Edit the blog post below by rewriting the passage between "Okay, time for" and "without it on.", inclusive, with "abroad" in place of "overseas".

_Excerpt_.

# # # # # # #

Sunday, January 9, 2011

Woe is Me

Okay, time for a D & M (that's deep and meaningful to all you non-2003 msn users out there...lol, rofl!).

My best friend is overseas (for a long time). My boyfriend is overseas (also, for a long time). I'm selfless enough to be excited for them, but also selfish enough to feel sad and lonely.

It's hot and sticky and my fan makes weird noises when I try to go to sleep, but I can't sleep without it on.

I'm bored. I need some sort of intellectual stimulation because I'm scarily becoming more and more addicted to trashy magazines and less interested in the world section of the newspaper the further away I get from any form of education.

I have no idea what this next year will bring me. For some, this is a thrill. For me, it's terrifying. Will I get into the uni course I want to? I hope so, but I really don't know. Up until January 19th I'm in limbo, anxiously waiting for that little bit of information that has the power to elate or destroy my hopes.

I'm saving like a manic so money spending is limiting my ability to do pretty much anything. I keep looking at online shopping sites and saving all the most beautiful clothes into my virtual shopping trolley and then I have to exit because of said savings plan. Petty, I know, but that mustard yellow shift dress had my name ALL over it and it will never be mine.

I have a manky foot that got infected after I scraped it on the bottom of a swimming pool. So now I hobble around with about 20 bandaids stuck to my foot. My fault entirely but complaining makes it a little better.

I'm annoyed at myself for not keeping my French up...all that effort and now it's slowly seeping from my brain. Merde.

My spontaneous "let's cut me a fringe!" isn't growing out fast enough, so when I go to put my hair in a bun little bits of hair fling out over my eyes. This is problematic most when driving.

# # # # # # #

_Source material_.
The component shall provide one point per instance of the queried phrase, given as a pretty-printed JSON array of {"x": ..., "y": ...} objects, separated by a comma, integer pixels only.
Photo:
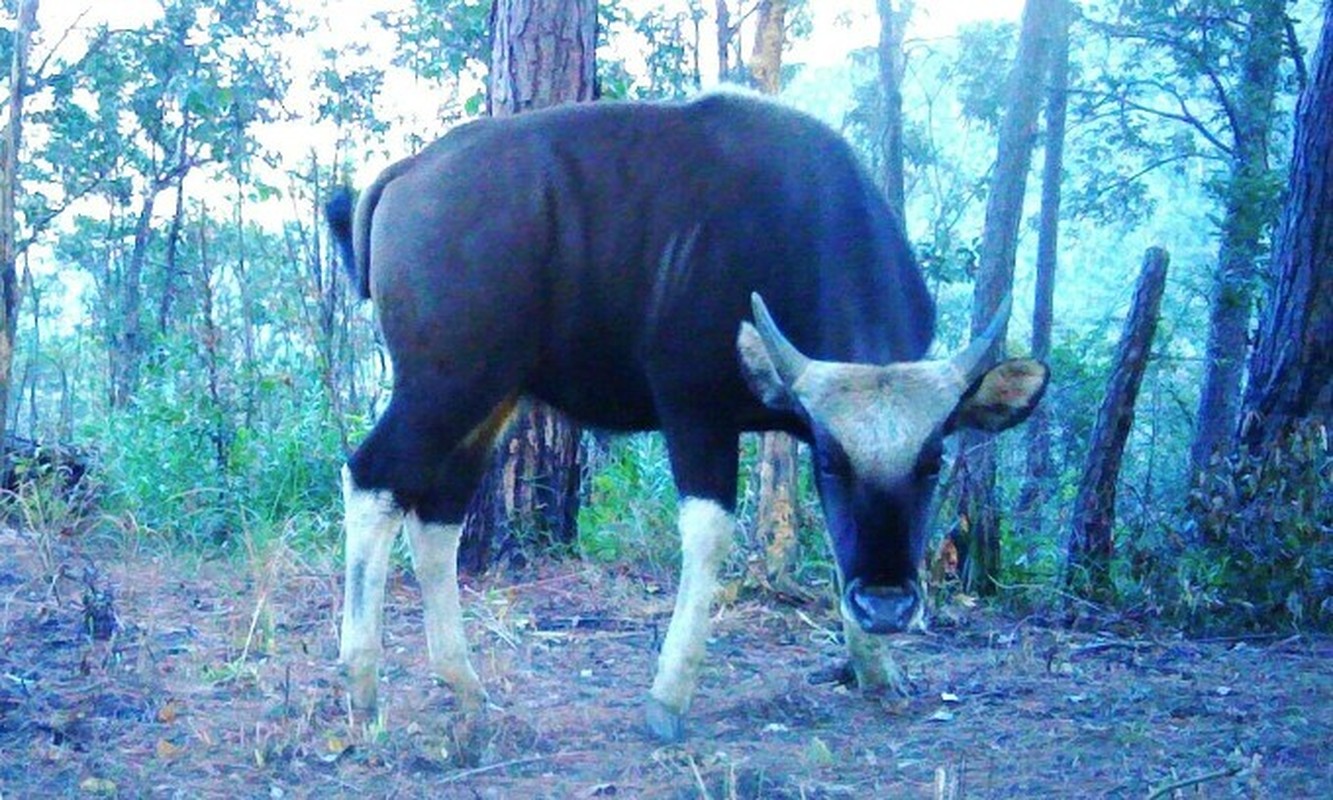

# # # # # # #

_Answer to this task_.
Okay, time for a D & M (that's deep and meaningful to all you non-2003 msn users out there...lol, rofl!).

My best friend is abroad (for a long time). My boyfriend is abroad (also, for a long time). I'm selfless enough to be excited for them, but also selfish enough to feel sad and lonely.

It's hot and sticky and my fan makes weird noises when I try to go to sleep, but I can't sleep without it on.